## [Task requirements]
Find the line containing "Pin every instance of the dark" in the material below; copy that line and all following lines exactly.

Object point labels:
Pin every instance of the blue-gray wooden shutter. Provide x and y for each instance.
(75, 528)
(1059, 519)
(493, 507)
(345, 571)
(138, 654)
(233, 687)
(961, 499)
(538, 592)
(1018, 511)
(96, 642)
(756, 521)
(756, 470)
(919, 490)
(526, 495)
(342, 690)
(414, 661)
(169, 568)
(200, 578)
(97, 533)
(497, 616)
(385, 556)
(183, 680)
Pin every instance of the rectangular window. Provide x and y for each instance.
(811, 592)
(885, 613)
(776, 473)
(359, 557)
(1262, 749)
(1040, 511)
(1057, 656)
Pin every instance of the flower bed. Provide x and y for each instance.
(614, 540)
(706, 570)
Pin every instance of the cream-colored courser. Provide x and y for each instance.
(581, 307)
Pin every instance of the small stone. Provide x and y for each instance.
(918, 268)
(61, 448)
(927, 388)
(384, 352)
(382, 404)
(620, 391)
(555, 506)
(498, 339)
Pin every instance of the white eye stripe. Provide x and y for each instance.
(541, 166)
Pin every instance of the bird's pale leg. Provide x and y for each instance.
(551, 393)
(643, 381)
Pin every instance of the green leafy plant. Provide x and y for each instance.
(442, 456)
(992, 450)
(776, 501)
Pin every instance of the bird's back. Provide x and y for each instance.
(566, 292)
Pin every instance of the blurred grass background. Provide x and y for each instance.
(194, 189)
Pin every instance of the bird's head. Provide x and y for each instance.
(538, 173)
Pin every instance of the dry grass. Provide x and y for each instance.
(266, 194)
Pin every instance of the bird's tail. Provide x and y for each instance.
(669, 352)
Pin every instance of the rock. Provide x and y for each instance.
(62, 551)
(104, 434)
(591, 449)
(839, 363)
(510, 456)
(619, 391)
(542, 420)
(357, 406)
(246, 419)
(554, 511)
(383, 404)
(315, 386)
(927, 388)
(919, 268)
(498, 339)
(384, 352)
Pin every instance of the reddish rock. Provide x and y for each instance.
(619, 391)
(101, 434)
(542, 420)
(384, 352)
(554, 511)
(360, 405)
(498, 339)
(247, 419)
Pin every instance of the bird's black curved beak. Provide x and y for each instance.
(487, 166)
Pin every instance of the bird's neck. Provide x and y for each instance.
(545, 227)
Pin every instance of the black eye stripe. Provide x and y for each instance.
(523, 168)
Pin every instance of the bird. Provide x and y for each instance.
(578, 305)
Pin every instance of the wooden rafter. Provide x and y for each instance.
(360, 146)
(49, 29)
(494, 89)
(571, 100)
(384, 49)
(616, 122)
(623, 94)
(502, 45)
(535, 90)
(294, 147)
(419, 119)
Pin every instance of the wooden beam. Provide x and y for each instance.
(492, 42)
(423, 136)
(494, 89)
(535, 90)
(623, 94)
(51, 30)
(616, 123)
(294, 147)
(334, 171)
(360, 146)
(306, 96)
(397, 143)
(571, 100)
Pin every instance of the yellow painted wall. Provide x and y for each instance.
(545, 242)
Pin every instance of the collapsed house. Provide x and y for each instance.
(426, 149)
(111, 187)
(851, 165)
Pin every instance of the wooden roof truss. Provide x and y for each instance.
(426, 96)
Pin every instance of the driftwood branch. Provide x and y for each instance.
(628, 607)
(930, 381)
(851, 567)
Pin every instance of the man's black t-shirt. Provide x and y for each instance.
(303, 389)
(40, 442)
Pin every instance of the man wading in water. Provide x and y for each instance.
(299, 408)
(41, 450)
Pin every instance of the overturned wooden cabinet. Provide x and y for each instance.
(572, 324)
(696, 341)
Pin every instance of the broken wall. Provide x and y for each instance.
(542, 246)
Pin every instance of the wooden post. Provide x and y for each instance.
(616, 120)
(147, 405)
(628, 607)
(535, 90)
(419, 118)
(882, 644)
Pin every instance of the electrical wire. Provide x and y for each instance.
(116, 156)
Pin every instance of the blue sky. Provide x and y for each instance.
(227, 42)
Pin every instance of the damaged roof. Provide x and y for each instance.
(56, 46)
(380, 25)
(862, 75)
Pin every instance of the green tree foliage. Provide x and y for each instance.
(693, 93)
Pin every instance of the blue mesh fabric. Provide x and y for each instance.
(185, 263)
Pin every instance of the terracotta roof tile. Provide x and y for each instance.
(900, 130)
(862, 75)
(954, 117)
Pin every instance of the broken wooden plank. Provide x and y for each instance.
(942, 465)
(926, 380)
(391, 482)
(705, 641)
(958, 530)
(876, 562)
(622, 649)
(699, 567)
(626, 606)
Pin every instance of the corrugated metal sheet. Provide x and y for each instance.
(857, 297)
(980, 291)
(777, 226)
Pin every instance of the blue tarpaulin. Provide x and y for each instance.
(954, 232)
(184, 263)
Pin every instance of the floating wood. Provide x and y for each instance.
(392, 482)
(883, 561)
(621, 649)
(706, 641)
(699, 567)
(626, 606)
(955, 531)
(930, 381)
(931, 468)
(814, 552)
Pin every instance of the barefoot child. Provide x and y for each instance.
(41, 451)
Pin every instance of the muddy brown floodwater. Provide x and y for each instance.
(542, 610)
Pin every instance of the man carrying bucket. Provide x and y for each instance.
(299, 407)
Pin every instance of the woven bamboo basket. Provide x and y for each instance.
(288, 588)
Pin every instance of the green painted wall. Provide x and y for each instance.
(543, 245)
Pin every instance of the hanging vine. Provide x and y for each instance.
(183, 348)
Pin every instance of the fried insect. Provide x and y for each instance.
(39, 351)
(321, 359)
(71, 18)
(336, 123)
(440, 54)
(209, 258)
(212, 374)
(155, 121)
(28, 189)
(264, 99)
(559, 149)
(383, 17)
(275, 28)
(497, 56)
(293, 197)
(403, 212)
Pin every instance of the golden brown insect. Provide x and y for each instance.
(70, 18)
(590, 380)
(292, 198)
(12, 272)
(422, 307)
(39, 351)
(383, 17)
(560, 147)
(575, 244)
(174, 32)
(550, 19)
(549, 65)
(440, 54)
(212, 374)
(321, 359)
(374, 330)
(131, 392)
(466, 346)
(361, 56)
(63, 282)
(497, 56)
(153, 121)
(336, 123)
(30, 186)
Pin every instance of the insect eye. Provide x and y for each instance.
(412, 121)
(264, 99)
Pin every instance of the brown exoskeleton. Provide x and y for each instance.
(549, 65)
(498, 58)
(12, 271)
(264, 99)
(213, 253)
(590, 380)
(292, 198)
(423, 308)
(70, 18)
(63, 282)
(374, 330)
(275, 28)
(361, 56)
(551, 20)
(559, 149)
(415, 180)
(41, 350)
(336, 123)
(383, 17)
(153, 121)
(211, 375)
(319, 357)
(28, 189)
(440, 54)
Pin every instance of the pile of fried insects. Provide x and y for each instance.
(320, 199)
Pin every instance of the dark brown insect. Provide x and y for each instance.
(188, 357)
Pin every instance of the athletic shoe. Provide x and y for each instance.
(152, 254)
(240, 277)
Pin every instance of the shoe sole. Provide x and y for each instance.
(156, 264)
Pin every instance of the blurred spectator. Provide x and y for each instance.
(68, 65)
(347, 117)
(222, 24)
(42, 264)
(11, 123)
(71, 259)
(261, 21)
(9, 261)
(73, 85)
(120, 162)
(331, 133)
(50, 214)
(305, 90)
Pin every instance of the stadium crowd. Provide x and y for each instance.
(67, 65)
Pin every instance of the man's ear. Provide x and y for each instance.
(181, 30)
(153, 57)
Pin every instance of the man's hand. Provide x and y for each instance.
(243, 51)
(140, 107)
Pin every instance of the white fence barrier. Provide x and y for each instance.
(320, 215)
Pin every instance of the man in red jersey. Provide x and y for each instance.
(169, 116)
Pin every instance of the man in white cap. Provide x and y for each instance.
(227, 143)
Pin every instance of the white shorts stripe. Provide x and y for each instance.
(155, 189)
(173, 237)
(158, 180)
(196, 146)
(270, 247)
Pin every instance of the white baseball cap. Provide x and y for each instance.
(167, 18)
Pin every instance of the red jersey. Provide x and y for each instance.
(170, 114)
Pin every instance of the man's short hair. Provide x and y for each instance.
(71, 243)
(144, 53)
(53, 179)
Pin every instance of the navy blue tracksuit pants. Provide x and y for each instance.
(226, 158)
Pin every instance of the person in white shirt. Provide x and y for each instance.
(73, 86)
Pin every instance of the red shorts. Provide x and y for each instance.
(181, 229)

## [Task result]
Pin every instance of the dark brown insect. Provide x and y for each instance.
(188, 357)
Pin every instance of the athletic shoe. Provide x and y for each instance.
(152, 254)
(240, 277)
Pin every instance of the shoe sole. Provide x and y for each instance.
(156, 264)
Pin every instance of the blurred spectator. Provide x and y for each instance.
(68, 65)
(347, 117)
(222, 24)
(42, 264)
(11, 123)
(71, 259)
(261, 21)
(9, 261)
(73, 85)
(120, 162)
(331, 133)
(50, 214)
(305, 90)
Pin every instance of the stadium crowd. Provide x and y for each instance.
(67, 65)
Pin every instance of the man's ear. Provide x and y for each instance.
(181, 30)
(153, 57)
Pin every instance of the man's hand. Provide x and y for each instance.
(243, 51)
(140, 107)
Pin every instance of the white fence barrier. Provide x and y for each instance.
(320, 215)
Pin every instance of the man in red jersey. Provide x and y for each instance.
(169, 116)
Pin every instance of the man in white cap. Provide x and y for each instance.
(227, 143)
Pin every instance of the white shorts stripe. Provide x and y for each instance.
(155, 189)
(173, 237)
(158, 180)
(196, 146)
(270, 247)
Pin every instance of the white baseball cap. Provide x and y for each instance.
(167, 18)
Pin every instance of the red jersey. Provide x and y for each instance.
(170, 114)
Pin every instance of the man's short hair. Provide x and y for each instance.
(71, 243)
(144, 53)
(53, 179)
Pin every instance of the navy blue tracksuit pants. Provide x and y for each instance.
(226, 158)
Pin every instance of the person in white shirt. Provide x and y for each instance.
(73, 86)
Pin every instance of the red shorts. Provide x and y for each instance.
(181, 229)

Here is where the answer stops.